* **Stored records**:
---------------
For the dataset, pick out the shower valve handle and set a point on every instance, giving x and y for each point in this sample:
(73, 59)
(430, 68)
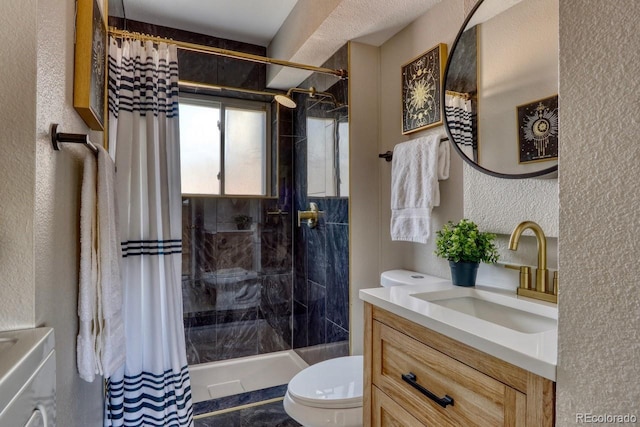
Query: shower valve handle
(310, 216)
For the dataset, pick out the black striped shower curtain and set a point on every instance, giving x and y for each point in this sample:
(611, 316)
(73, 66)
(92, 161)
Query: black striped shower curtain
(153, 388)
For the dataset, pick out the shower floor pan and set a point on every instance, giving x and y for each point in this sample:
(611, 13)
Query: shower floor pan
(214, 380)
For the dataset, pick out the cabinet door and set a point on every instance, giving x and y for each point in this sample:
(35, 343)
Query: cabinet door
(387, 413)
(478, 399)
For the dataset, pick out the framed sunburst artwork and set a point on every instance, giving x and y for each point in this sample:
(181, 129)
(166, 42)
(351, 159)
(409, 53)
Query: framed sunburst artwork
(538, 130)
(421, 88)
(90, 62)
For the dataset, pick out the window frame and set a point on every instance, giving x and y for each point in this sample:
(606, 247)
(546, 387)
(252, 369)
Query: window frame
---------------
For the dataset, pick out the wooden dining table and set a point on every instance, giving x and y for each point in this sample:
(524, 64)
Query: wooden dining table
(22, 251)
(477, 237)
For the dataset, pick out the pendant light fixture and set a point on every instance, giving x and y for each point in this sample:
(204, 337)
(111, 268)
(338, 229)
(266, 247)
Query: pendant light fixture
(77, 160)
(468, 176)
---------------
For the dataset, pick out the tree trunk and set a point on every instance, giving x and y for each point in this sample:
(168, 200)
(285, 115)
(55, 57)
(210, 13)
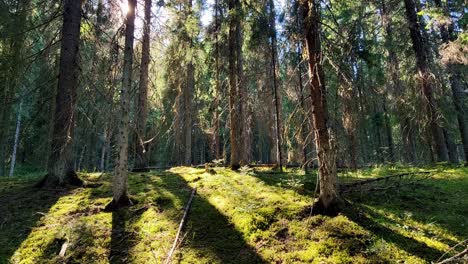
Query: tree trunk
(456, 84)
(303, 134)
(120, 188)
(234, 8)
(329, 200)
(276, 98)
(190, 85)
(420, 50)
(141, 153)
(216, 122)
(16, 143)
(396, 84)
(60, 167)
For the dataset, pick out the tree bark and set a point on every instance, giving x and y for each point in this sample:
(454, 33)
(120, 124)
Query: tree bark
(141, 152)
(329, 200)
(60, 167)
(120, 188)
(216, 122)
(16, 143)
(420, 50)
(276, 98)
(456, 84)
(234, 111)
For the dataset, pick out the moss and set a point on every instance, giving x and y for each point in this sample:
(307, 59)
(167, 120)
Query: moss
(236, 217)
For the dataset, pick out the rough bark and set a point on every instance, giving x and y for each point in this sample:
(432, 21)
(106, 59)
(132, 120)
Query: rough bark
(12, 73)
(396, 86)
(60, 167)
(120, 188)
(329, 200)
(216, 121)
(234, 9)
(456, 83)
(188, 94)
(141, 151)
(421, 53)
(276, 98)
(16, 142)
---------------
* **Work item**: Spot the lines above that mention "window" and copy them.

* **Task output**:
For the dataset, pick out the window frame and set a point on every instance, giving x and y for each point in this sample:
Query: window frame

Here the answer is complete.